• Exercise directions
Copy the passage on craving research, beginning at the words "These animal studies" and stopping after "in animal models.", and swap "fentanyl" for "heroin".

• Selected extract
——

Graybiel’s work has shown that drugs of abuse strongly activate dopamine-responsive neurons in a part of the brain called the striatum, whose signals promote habit formation. By increasing the amount of dopamine that neurons release, these drugs motivate users to prioritize repeated drug use over other kinds of rewards, and to choose the drug in spite of pain or other negative effects. Her group continues to investigate the naturally occurring molecules that control these circuits, as well as how they are hijacked by drugs of abuse.

Distribution of opioid receptors targeted by morphine (shown in blue) in two regions in the dorsal striatum and nucleus accumbens of the mouse brain. Image: Ann Graybiel

In Fan Wang’s lab, work investigating the neural circuits that mediate the perception of physical pain has led her team to question the role of emotional pain in craving. As they investigated the source of pain sensations in the brain, they identified neurons in an emotion-regulating center called the central amygdala that appear to suppress physical pain in animals. Now, Wang wants to know whether it might be possible to modulate neurons involved in emotional pain to ameliorate the negative state that provokes drug craving.

These animal studies will be key to identifying the cellular and molecular changes that set the brain up for recurring cravings. And as McGovern scientists begin to investigate what happens in the brains of rodents that have been trained to self-administer addictive drugs like fentanyl or cocaine, they expect to encounter tremendous complexity.

McGovern Associate Investigator Polina Anikeeva, whose lab has pioneered new technologies that will help the team investigate the full spectrum of changes that underlie craving, says it will be important to consider impacts on the brain’s chemistry, firing patterns, and connectivity. To that end, multifunctional research probes developed in her lab will be critical to monitoring and manipulating neural circuits in animal models.

——

[Stored items]
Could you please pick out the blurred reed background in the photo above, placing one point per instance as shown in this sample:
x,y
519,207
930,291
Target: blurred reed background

——

• Task answer
These animal studies will be key to identifying the cellular and molecular changes that set the brain up for recurring cravings. And as McGovern scientists begin to investigate what happens in the brains of rodents that have been trained to self-administer addictive drugs like heroin or cocaine, they expect to encounter tremendous complexity.

McGovern Associate Investigator Polina Anikeeva, whose lab has pioneered new technologies that will help the team investigate the full spectrum of changes that underlie craving, says it will be important to consider impacts on the brain’s chemistry, firing patterns, and connectivity. To that end, multifunctional research probes developed in her lab will be critical to monitoring and manipulating neural circuits in animal models.